• [GIVEN REQUEST]: Rewrite the listing below, putting "nonzero fill" wherever "even-odd fill" appears and leaving everything else unchanged.

• [INFORMATION GIVEN]:
★ ★ ★ ★ ★

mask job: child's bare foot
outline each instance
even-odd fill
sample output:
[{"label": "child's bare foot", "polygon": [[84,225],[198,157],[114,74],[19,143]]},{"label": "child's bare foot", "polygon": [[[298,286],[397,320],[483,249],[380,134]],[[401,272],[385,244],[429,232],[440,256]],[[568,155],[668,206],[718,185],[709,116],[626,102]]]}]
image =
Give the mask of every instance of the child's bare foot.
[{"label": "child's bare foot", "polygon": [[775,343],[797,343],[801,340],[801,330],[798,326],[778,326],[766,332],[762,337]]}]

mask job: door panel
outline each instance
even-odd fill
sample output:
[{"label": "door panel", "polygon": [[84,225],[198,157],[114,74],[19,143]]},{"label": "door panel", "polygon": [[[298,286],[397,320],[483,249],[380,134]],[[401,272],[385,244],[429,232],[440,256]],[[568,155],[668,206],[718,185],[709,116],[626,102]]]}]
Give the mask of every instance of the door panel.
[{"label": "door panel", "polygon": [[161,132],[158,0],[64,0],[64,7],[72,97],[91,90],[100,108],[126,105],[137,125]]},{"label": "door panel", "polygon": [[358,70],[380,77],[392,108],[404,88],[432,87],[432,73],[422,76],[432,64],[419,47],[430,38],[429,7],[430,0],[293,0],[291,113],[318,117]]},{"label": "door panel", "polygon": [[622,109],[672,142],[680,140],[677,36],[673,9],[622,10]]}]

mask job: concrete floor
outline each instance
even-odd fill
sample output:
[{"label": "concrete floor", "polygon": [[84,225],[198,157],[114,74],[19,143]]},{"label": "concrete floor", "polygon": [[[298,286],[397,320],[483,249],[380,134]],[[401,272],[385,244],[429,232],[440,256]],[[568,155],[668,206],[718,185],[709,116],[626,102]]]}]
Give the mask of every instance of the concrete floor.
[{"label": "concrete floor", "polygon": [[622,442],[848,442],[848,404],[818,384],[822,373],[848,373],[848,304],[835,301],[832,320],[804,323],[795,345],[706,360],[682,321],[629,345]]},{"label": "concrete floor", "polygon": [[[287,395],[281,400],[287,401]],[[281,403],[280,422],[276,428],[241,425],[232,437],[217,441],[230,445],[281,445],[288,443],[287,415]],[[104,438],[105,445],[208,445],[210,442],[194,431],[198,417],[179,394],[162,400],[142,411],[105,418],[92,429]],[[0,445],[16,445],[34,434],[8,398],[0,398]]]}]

★ ★ ★ ★ ★

• [FULL OUTPUT]:
mask job: child's bare foot
outline each instance
nonzero fill
sample output:
[{"label": "child's bare foot", "polygon": [[84,225],[198,157],[114,74],[19,143]]},{"label": "child's bare foot", "polygon": [[[298,286],[397,320],[483,249],[380,134]],[[401,272],[385,244],[429,232],[440,256]],[[568,155],[668,206],[718,185],[709,116],[626,102]]]}]
image =
Give the mask of every instance of the child's bare foot.
[{"label": "child's bare foot", "polygon": [[775,343],[797,343],[801,340],[801,330],[798,326],[778,326],[766,332],[762,337]]}]

mask job: door panel
outline each instance
nonzero fill
sample output:
[{"label": "door panel", "polygon": [[84,225],[198,157],[114,74],[19,143]]},{"label": "door panel", "polygon": [[[298,286],[397,320],[483,249],[380,134]],[[401,272],[385,244],[429,232],[440,256]],[[568,155],[668,206],[718,185],[709,116],[626,102]]]}]
Give the mask of every instance of the door panel.
[{"label": "door panel", "polygon": [[161,132],[158,0],[64,0],[64,7],[72,97],[91,90],[100,108],[126,105],[137,125]]},{"label": "door panel", "polygon": [[358,70],[380,77],[392,108],[404,88],[432,87],[432,73],[422,76],[432,64],[419,47],[430,38],[429,7],[430,0],[293,0],[291,113],[318,117]]},{"label": "door panel", "polygon": [[622,109],[672,142],[680,140],[677,36],[673,9],[622,10]]}]

mask job: concrete floor
outline each instance
nonzero fill
sample output:
[{"label": "concrete floor", "polygon": [[84,225],[198,157],[114,74],[19,143]]},{"label": "concrete floor", "polygon": [[[298,286],[397,320],[483,249],[380,134]],[[401,272],[385,244],[429,232],[440,256]],[[568,155],[668,206],[718,185],[709,116],[626,102]]]}]
Give the mask of every instance of the concrete floor.
[{"label": "concrete floor", "polygon": [[622,442],[848,442],[848,404],[818,384],[822,373],[848,373],[848,304],[835,301],[832,320],[804,323],[795,345],[706,360],[682,321],[629,345]]},{"label": "concrete floor", "polygon": [[[287,395],[281,400],[287,401]],[[281,403],[280,422],[276,428],[241,425],[232,437],[217,441],[230,445],[281,445],[288,443],[287,415]],[[104,438],[105,445],[208,445],[210,442],[194,431],[198,417],[179,394],[162,400],[142,411],[105,418],[92,429]],[[0,445],[16,445],[34,434],[8,398],[0,398]]]}]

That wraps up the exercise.